• **Objective**
Copy exactly the run of lines that begins at the line with "# test: for every instance of the car shadow, mark" and ends at the final line of the entries.

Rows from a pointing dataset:
§

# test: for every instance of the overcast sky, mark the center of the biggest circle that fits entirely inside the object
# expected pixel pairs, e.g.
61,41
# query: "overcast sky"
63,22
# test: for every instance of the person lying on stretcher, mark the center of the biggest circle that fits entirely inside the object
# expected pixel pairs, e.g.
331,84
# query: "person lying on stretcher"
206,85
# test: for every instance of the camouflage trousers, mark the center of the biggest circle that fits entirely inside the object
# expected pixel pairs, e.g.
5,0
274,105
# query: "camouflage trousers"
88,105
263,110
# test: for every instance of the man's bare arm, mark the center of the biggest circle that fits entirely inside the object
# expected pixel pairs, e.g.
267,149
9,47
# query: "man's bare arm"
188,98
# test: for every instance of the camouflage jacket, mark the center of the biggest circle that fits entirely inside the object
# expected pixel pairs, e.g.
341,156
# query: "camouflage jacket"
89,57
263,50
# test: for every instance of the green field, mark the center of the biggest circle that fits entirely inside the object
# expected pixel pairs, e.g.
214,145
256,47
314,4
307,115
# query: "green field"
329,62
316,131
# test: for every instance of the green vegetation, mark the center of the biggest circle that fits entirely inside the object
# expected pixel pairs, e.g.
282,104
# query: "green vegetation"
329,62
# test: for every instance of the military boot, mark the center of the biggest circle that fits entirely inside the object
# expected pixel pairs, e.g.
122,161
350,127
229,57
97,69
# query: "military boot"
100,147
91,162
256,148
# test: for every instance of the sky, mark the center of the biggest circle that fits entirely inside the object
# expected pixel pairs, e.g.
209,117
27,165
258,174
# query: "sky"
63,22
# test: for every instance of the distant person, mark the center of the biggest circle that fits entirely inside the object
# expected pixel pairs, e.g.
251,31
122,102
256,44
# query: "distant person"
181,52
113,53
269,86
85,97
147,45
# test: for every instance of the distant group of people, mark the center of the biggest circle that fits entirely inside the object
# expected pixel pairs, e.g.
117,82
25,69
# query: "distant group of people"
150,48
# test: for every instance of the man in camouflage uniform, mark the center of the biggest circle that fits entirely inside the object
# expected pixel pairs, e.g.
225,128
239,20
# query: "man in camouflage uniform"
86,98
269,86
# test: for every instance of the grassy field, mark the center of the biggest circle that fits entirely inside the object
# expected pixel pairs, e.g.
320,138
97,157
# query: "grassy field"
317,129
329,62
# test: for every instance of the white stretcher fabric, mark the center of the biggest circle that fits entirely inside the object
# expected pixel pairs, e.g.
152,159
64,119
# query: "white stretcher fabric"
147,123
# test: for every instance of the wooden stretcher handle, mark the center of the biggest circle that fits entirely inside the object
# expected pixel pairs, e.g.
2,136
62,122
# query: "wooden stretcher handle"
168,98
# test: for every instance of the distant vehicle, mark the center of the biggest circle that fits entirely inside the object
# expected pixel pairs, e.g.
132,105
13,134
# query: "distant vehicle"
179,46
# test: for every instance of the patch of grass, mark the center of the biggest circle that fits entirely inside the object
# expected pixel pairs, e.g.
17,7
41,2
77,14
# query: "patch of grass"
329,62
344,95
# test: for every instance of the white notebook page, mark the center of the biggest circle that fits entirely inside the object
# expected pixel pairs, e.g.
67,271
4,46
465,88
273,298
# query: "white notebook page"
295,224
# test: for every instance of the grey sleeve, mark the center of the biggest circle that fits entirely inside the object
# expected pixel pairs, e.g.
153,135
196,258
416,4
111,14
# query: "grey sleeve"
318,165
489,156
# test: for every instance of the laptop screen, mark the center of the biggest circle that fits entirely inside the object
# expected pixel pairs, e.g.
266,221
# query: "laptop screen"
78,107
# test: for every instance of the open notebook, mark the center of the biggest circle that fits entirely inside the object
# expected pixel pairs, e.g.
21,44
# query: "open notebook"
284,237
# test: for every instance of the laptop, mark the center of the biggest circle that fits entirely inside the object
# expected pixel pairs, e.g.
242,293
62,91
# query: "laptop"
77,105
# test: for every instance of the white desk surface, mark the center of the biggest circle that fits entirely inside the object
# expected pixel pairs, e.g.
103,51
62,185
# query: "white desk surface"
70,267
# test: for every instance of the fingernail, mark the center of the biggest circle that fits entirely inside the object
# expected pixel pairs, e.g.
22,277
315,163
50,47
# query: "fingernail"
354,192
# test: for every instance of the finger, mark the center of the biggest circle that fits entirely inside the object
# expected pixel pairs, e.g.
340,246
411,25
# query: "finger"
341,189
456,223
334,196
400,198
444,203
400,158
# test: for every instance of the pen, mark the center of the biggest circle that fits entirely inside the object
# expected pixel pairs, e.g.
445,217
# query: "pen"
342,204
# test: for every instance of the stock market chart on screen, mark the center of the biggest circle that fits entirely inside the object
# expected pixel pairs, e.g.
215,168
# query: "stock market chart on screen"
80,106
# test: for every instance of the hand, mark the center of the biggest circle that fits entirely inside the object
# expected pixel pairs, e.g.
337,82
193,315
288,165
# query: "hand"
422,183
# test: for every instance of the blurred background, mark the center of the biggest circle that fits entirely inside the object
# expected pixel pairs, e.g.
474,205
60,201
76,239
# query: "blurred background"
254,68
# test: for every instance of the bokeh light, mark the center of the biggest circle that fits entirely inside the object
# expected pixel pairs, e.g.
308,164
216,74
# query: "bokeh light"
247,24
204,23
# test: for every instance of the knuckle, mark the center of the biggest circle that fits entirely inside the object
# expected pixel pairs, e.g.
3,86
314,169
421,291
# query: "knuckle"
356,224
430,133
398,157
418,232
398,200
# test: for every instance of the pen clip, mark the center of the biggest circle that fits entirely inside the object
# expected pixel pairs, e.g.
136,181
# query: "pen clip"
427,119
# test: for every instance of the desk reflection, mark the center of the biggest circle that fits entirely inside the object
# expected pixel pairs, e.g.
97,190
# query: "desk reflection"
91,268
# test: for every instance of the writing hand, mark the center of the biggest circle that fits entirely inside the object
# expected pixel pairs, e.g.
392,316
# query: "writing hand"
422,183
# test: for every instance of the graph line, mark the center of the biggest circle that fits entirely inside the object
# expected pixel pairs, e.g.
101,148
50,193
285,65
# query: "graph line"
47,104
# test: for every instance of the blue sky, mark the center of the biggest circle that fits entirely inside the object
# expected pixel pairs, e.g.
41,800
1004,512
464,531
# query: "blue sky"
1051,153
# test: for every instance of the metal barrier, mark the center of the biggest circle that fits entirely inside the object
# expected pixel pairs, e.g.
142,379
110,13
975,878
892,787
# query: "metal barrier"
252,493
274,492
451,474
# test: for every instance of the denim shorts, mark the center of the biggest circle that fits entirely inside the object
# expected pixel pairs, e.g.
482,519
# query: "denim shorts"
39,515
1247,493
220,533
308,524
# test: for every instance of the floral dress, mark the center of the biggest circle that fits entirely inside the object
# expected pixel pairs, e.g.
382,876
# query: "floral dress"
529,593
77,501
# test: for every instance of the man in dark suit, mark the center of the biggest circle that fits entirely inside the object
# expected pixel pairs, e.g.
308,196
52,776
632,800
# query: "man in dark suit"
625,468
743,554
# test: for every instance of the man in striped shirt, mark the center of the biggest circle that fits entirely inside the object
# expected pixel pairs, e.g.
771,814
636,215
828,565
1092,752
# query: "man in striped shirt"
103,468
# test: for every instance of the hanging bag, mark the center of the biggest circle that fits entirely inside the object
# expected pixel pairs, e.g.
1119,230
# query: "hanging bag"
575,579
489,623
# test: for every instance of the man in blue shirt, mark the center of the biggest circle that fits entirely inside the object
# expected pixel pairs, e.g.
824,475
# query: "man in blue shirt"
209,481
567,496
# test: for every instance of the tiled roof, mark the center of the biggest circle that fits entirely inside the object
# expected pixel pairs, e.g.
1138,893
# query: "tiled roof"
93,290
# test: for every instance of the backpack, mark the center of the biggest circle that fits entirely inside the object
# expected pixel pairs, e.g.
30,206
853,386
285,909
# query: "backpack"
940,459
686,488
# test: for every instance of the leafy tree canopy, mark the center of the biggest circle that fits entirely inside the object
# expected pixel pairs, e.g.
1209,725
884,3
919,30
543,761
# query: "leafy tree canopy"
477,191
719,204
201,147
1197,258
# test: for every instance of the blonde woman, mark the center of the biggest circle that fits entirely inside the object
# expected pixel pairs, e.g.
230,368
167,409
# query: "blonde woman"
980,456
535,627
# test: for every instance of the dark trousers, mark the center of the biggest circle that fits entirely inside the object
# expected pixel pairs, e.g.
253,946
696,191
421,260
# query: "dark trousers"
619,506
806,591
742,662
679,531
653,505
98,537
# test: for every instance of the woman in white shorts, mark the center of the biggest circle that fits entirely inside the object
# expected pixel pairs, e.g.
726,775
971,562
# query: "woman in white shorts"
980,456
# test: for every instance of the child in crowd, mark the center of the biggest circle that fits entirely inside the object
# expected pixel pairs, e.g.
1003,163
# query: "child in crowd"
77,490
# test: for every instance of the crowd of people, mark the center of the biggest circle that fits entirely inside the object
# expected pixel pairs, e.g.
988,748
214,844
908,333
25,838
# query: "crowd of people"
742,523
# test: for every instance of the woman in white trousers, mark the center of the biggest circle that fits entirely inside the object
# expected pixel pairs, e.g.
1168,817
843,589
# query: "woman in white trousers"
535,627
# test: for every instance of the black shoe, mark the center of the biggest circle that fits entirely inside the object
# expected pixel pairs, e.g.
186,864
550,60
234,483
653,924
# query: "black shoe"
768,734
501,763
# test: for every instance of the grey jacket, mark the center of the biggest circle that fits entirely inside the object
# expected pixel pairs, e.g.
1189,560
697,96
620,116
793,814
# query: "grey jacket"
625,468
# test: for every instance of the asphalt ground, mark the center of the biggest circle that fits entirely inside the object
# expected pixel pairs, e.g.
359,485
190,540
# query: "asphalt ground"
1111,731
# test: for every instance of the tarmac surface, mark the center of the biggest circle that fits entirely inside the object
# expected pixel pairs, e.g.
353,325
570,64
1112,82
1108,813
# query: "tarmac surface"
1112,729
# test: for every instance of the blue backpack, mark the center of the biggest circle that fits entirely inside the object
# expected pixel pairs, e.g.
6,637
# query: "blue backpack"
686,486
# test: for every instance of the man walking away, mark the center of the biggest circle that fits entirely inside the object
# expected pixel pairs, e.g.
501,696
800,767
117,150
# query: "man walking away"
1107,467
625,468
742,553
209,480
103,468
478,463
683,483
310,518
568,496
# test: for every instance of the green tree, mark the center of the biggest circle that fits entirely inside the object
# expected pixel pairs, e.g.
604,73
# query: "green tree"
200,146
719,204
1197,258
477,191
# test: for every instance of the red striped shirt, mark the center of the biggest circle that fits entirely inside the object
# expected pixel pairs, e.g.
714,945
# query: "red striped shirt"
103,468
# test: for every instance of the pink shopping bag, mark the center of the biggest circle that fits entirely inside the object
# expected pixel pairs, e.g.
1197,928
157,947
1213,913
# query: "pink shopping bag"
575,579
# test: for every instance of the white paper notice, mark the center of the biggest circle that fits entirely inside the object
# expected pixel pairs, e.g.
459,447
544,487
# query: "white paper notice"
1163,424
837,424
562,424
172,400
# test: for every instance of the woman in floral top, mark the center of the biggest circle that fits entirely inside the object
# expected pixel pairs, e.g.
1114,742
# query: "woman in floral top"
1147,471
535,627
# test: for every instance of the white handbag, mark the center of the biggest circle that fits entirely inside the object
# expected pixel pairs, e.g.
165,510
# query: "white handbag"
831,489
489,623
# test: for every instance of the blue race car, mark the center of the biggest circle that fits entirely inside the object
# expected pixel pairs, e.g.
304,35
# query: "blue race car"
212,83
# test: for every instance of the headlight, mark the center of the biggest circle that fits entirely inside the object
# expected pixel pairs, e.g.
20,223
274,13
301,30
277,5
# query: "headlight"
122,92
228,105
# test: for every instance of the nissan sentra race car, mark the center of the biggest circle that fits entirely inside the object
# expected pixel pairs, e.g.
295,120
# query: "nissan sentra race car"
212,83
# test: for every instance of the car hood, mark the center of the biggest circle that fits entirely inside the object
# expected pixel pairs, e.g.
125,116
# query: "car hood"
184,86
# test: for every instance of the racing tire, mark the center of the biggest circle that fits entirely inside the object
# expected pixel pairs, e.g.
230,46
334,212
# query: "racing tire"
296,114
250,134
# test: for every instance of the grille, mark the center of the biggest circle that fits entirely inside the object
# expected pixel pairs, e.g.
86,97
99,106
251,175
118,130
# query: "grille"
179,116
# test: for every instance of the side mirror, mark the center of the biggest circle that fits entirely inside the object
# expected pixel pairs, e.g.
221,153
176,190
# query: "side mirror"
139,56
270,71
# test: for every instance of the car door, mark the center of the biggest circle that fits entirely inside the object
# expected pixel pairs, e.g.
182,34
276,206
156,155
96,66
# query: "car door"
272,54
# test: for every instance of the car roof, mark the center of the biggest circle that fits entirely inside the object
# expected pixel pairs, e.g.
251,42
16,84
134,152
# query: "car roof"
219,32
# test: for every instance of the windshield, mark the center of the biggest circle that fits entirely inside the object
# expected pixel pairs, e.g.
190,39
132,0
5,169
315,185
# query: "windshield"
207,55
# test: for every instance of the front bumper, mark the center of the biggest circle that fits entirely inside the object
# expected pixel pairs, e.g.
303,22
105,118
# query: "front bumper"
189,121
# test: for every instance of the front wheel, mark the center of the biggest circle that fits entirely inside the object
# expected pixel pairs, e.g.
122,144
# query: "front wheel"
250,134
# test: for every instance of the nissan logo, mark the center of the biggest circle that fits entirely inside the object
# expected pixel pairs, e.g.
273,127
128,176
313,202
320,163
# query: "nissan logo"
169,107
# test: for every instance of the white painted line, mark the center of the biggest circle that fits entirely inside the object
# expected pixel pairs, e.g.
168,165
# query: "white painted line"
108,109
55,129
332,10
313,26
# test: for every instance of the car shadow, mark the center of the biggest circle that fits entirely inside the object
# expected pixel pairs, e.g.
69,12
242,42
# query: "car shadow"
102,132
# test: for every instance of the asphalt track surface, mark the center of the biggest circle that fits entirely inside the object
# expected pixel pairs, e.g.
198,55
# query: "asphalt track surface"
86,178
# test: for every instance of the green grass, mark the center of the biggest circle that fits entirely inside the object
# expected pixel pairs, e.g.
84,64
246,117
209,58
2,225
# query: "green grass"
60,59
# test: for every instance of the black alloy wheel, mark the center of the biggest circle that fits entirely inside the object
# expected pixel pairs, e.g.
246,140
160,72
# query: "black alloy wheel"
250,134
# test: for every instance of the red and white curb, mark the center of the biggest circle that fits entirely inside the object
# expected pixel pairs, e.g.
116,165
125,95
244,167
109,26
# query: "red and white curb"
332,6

§

• **Task solution**
# test: for every instance of the car shadow, mark the center of the biggest circle that fits entirely inside the object
# expected pixel pairs, e.g.
69,12
242,42
# query: "car shadow"
102,132
# test: for every instance of the asphalt track surface, mark the center of the biggest circle that fits entirely inside the object
# expected pixel pairs, e.g.
198,55
# query: "asphalt track surface"
86,178
# test: for every instance of the green grass, mark the center of the biggest circle that fits entirely inside the object
# expected pixel pairs, e.g.
84,64
246,117
209,58
2,225
# query: "green grass"
60,59
# test: for every instance of the black alloy wheel, mark the center of the biggest circle that fits entirely inside the object
# expected pixel pairs, e.g.
246,140
160,72
# query: "black alloy wheel"
250,134
# test: for every instance of the red and white curb, mark the center of the biggest circle that fits entirely inside the object
# expected pixel pairs, e.g.
116,165
125,95
244,167
109,26
# query: "red and white curb"
332,6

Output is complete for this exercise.